Region pointing data
_ _ _
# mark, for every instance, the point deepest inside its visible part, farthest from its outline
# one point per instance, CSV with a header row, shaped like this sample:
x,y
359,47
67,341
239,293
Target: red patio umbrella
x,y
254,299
_ _ _
How to complete this task - Exactly reproduce the lines that run from the line with "# one point" through the last line of the records, inclusive.

Task solution -
# one point per instance, CSV with a header row, shaped like this sample:
x,y
359,47
67,341
239,293
Target: red patio umbrella
x,y
254,299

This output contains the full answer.